**Zadania pisemne**
- a) Przez ile lat autor listu otwartego pełnił funkcję Naczelnika OSP Buków?
- b) Przepisz dokładnie wiersze rekordów od wiersza zawierającego „Target: stack of folded towel” aż do końca rekordów, z oboma krańcami włącznie.

====== Fragment tekstu

Kłamstwa i plotki na stronie OSP Buków
LIST OTWARTY W SPRAWIE OSP BUKÓW
Szanowni Państwo!
Z OSP Buków jestem związany od swojej młodości. Wstąpiłem do straży w wieku 18 lat, służyłem w niej ponad 40 lat, aż do 2016 r., kiedy razem z grupą druhów zmuszony zostałem do odejścia. Przez dziesięć lat pełniłem funkcję Naczelnika OSP Buków. Zawsze starałem się pełnić swoją służbę uczciwie i ofiarnie. Przez ostatnie cztery lata w ciągu roku przejeżdżałem ok. 800 km własnym samochodem w sprawach straży – bez pobierania za to zapłaty. Gdy byłem Naczelnikiem nasza straż bukowska dwukrotnie zdobywała I miejsce w zawodach gminnych, brała też udział w zawodach powiatowych.
Piszę ten list otwarty w odpowiedzi na tekst pt. „Wyjaśnienie konfliktu”, który został zamieszczony stronie internetowej OSP Buków. W tekście tym znalazło się wiele kłamstw i nieprawdziwych informacji dotyczących szczególnie mojej osoby.
Jestem osobą publiczną, pełnię funkcję Sołtysa Bukowa. Tekst na stronie internetowej OSP Buków narusza moje dobre imię i wprowadza w błąd mieszkańców sołectwa i gminy. Postanowiłem więc zabrać głos i przedstawić moją opinię na niektóre tematy poruszone w tekście.
Odejście 10 strażaków
Ze straży odeszło dziesięciu strażaków, spośród których ośmiu miało aktualne badania i szkolenia, w tym cztery osoby szkolenia medyczne. Nie jest prawdą – jak pisze autor kłamliwego tekstu – że odeszło tylko sześciu czynnych strażaków ze szkoleniami.
A dlaczego strażacy odeszli? Bo nie chcieli się kłócić z Prezesem Andrzejem Przybyło. Z tego samego powodu wcześniej odeszli Kazimierz Mrowiec i Jan Szczurek – bo nie chcieli się kłócić z Andrzejem Przybyło i z Tadeuszem Mrowcem.
Wybór Andrzeja Przybyło na Prezesa
Andrzej Przybyło ogłaszał przez dwa lata, że nie będzie kandydował do Zarządu OSP i do Zarządu Gminnego. Ogłosił to także publicznie na zebraniu Zarządu Gminnego. Nie jest prawdą, że trzech strażaków, którzy później odeszli, wielokrotnie odwiedzali go w domu i namawiali do kandydowania. Jeśli zdecydował się kandydować do Zarządu, to powinien zwołać zebranie i ogłosić, że będzie kandydował, a nie spotykać się nocami u przewodniczącego Komisji Rewizyjnej Tadeusza Mrowca i straszyć strażaków sądami.

============
====== Dane do przetworzenia

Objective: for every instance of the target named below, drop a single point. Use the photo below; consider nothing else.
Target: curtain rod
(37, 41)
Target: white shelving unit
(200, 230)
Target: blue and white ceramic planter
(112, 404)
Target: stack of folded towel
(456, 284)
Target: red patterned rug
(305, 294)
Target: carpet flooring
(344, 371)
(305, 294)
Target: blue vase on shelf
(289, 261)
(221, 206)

============

**Odpowiedzi do zadań**
- a) Przez dziesięć lat.

- b)
Target: stack of folded towel
(456, 284)
Target: red patterned rug
(305, 294)
Target: carpet flooring
(344, 371)
(305, 294)
Target: blue vase on shelf
(289, 261)
(221, 206)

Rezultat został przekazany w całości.